DESCRIPTION OF THE TASK
Lay out every line of the listing below as a numbered list, leaving out any blank lines.

DATA FOR THE TASK
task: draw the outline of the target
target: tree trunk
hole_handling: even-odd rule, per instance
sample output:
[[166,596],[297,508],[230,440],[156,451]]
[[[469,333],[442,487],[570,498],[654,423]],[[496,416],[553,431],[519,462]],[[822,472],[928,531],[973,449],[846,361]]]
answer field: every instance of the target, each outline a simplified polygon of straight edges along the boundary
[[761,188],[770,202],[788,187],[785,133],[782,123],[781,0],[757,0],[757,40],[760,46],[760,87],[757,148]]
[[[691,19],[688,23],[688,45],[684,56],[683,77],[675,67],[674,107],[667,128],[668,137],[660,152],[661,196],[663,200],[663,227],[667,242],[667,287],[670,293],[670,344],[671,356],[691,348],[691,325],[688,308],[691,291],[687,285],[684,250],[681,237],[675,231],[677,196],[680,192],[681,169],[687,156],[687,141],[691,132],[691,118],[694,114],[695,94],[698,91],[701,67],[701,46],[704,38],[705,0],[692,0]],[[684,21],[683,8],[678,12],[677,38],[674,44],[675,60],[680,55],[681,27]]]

TASK RESPONSE
1. task: draw the outline of the target
2. target: tree trunk
3. hole_handling: even-odd rule, per instance
4. sample output:
5. [[166,596],[297,508],[230,440],[156,451]]
6. [[[469,333],[442,487],[570,498],[654,423]],[[496,416],[553,431],[519,462]],[[822,472],[928,531],[973,449],[846,361]]]
7. answer field: every instance of the target, each outline a simplified polygon of straight edges along the boundary
8. [[761,188],[770,202],[788,187],[785,133],[782,123],[781,0],[757,0],[757,40],[760,46],[760,87],[757,148]]
9. [[[691,19],[688,23],[688,45],[684,56],[683,77],[675,67],[674,107],[667,128],[668,137],[660,152],[661,196],[663,200],[663,227],[667,242],[667,287],[670,293],[670,344],[671,356],[691,348],[691,325],[688,308],[691,291],[687,285],[684,250],[681,237],[675,231],[677,196],[680,192],[681,169],[687,156],[687,141],[691,132],[691,118],[694,114],[695,94],[698,91],[701,67],[701,46],[704,38],[705,0],[692,0]],[[684,21],[683,8],[678,12],[677,38],[674,44],[675,60],[680,55],[681,27]]]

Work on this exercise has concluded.